_YOUR INSTRUCTIONS_
Please repeat each of the records that follow, exactly as written.

(Dataset records)
▬▬▬▬▬▬▬▬▬▬
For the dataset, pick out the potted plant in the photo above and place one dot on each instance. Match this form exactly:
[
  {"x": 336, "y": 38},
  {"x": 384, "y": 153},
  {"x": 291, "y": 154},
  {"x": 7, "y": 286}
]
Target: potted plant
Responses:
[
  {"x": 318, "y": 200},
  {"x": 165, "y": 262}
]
▬▬▬▬▬▬▬▬▬▬
_EXERCISE SOLUTION_
For the dataset, pick out the potted plant in the photo above and place one dot on each instance. Match this form exactly:
[
  {"x": 336, "y": 38},
  {"x": 384, "y": 153},
  {"x": 291, "y": 154},
  {"x": 7, "y": 286}
]
Target: potted plant
Responses:
[
  {"x": 318, "y": 200},
  {"x": 165, "y": 262}
]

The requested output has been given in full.